◆ Exercise ◆
Rewrite the rows below, replacing "integer pixel" with "whole-number pixel" everywhere it appears and leaving everything else unchanged.

◆ Data for the task ◆
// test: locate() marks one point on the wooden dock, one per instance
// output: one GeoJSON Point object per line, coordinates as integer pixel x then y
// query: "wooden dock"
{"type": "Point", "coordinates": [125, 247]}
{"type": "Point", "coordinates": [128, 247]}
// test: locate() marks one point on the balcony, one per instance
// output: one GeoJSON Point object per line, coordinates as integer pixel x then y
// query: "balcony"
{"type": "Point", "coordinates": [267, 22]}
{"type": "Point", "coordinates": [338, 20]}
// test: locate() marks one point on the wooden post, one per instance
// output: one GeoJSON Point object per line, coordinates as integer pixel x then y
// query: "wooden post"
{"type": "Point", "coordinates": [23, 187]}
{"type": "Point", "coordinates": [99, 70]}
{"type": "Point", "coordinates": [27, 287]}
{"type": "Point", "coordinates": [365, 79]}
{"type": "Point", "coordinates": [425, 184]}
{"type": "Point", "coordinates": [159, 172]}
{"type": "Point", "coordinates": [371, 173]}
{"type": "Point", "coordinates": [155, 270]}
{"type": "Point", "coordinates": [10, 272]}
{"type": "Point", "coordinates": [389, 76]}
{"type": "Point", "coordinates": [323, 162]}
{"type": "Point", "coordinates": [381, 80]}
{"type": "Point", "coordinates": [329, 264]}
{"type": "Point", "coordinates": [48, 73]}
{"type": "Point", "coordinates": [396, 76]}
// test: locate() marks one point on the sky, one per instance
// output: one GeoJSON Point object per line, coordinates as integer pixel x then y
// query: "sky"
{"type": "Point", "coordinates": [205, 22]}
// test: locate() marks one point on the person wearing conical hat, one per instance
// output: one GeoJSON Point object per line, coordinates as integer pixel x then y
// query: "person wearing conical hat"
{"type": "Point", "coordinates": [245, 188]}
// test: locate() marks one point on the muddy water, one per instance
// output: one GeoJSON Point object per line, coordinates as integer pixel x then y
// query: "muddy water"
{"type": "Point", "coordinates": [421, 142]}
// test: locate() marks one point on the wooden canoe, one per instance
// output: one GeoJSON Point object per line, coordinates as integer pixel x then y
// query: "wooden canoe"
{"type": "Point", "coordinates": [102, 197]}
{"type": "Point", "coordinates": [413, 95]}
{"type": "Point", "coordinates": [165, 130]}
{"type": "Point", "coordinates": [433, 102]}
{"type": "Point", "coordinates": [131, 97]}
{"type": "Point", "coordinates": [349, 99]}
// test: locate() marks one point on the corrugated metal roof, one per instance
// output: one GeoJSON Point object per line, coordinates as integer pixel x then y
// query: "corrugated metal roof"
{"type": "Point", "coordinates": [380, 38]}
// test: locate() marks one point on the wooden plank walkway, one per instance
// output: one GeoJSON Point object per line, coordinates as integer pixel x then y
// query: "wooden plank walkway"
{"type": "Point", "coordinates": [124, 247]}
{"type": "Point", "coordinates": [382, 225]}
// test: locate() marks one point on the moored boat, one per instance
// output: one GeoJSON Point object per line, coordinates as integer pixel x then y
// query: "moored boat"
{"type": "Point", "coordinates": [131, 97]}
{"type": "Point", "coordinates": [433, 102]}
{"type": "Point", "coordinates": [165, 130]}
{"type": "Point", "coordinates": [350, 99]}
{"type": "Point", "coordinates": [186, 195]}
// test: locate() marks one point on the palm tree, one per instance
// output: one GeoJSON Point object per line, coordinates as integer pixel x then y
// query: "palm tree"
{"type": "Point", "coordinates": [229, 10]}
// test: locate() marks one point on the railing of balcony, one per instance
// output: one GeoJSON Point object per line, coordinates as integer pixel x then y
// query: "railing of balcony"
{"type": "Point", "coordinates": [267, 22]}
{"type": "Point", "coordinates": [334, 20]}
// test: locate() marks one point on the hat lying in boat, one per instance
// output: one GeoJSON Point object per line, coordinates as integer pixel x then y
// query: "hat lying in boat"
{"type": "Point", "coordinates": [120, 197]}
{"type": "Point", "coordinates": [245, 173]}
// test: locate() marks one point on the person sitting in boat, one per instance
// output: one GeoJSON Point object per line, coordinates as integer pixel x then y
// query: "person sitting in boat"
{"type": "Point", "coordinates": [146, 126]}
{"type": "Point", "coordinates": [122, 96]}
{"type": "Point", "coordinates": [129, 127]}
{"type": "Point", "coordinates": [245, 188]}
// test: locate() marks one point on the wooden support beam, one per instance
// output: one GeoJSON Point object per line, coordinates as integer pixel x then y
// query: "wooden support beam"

◆ Solved problem ◆
// test: locate() marks one point on the wooden dock, one per instance
// output: one GeoJSON Point object per line, coordinates as whole-number pixel x then y
// query: "wooden dock"
{"type": "Point", "coordinates": [125, 247]}
{"type": "Point", "coordinates": [128, 247]}
// test: locate() marks one point on the balcony, one per instance
// output: one GeoJSON Point object per line, coordinates as whole-number pixel x then y
// query: "balcony"
{"type": "Point", "coordinates": [267, 22]}
{"type": "Point", "coordinates": [338, 20]}
// test: locate() marks one point on the wooden post, one per instance
// output: one GeoJSON Point object per line, coordinates as whole-number pixel x then y
// query: "wooden post"
{"type": "Point", "coordinates": [23, 187]}
{"type": "Point", "coordinates": [99, 70]}
{"type": "Point", "coordinates": [27, 287]}
{"type": "Point", "coordinates": [365, 79]}
{"type": "Point", "coordinates": [425, 184]}
{"type": "Point", "coordinates": [159, 172]}
{"type": "Point", "coordinates": [371, 173]}
{"type": "Point", "coordinates": [155, 270]}
{"type": "Point", "coordinates": [10, 272]}
{"type": "Point", "coordinates": [389, 76]}
{"type": "Point", "coordinates": [323, 162]}
{"type": "Point", "coordinates": [381, 80]}
{"type": "Point", "coordinates": [329, 264]}
{"type": "Point", "coordinates": [48, 73]}
{"type": "Point", "coordinates": [396, 76]}
// test: locate() marks one point on the sky, one per instance
// output: one GeoJSON Point object per line, coordinates as whole-number pixel x then y
// query: "sky"
{"type": "Point", "coordinates": [205, 22]}
// test: locate() marks one point on the person wearing conical hat, one per instance
// output: one GeoJSON Point object per line, coordinates as whole-number pixel x then y
// query: "person wearing conical hat"
{"type": "Point", "coordinates": [245, 188]}
// test: locate() marks one point on the muddy water, one per instance
// output: one GeoJSON Point object per line, coordinates as whole-number pixel x then y
// query: "muddy water"
{"type": "Point", "coordinates": [421, 142]}
// test: locate() marks one point on the wooden canoe, one per instance
// output: one GeoJSON Point object per line, coordinates as whole-number pixel x then y
// query: "wooden canoe"
{"type": "Point", "coordinates": [102, 197]}
{"type": "Point", "coordinates": [413, 95]}
{"type": "Point", "coordinates": [165, 130]}
{"type": "Point", "coordinates": [433, 102]}
{"type": "Point", "coordinates": [131, 97]}
{"type": "Point", "coordinates": [349, 99]}
// test: locate() marks one point on the corrugated metal roof, one per instance
// output: one GeoJSON Point object per line, coordinates as whole-number pixel x then y
// query: "corrugated metal roof"
{"type": "Point", "coordinates": [380, 38]}
// test: locate() marks one point on the wooden plank walkway, one per instance
// output: one GeoJSON Point object per line, coordinates as whole-number pixel x then y
// query: "wooden plank walkway"
{"type": "Point", "coordinates": [124, 247]}
{"type": "Point", "coordinates": [382, 225]}
// test: locate() marks one point on the moored boat, one per instance
// output: one GeoJSON Point object per line, coordinates as whole-number pixel x then y
// query: "moored boat"
{"type": "Point", "coordinates": [131, 97]}
{"type": "Point", "coordinates": [433, 102]}
{"type": "Point", "coordinates": [165, 130]}
{"type": "Point", "coordinates": [350, 99]}
{"type": "Point", "coordinates": [186, 195]}
// test: locate() marks one point on the palm tree, one per instance
// output: one GeoJSON Point object per line, coordinates as whole-number pixel x then y
// query: "palm tree"
{"type": "Point", "coordinates": [229, 10]}
// test: locate() marks one point on the railing of balcony, one per instance
// output: one GeoJSON Point object per line, coordinates as whole-number pixel x then y
// query: "railing of balcony"
{"type": "Point", "coordinates": [267, 22]}
{"type": "Point", "coordinates": [334, 20]}
// test: locate() marks one point on the hat lying in boat, one per instance
// output: one GeoJSON Point object per line, coordinates as whole-number pixel x then y
// query: "hat lying in boat"
{"type": "Point", "coordinates": [120, 197]}
{"type": "Point", "coordinates": [245, 173]}
// test: locate() marks one point on the person sitting in boat, one per instance
// output: one GeoJSON Point object per line, coordinates as whole-number pixel x then y
// query: "person sitting in boat"
{"type": "Point", "coordinates": [146, 126]}
{"type": "Point", "coordinates": [122, 96]}
{"type": "Point", "coordinates": [129, 127]}
{"type": "Point", "coordinates": [245, 188]}
// test: locate() marks one point on the wooden support beam, one per instance
// output: one GeoJSON Point object per line, coordinates as whole-number pixel x then y
// query: "wooden support beam"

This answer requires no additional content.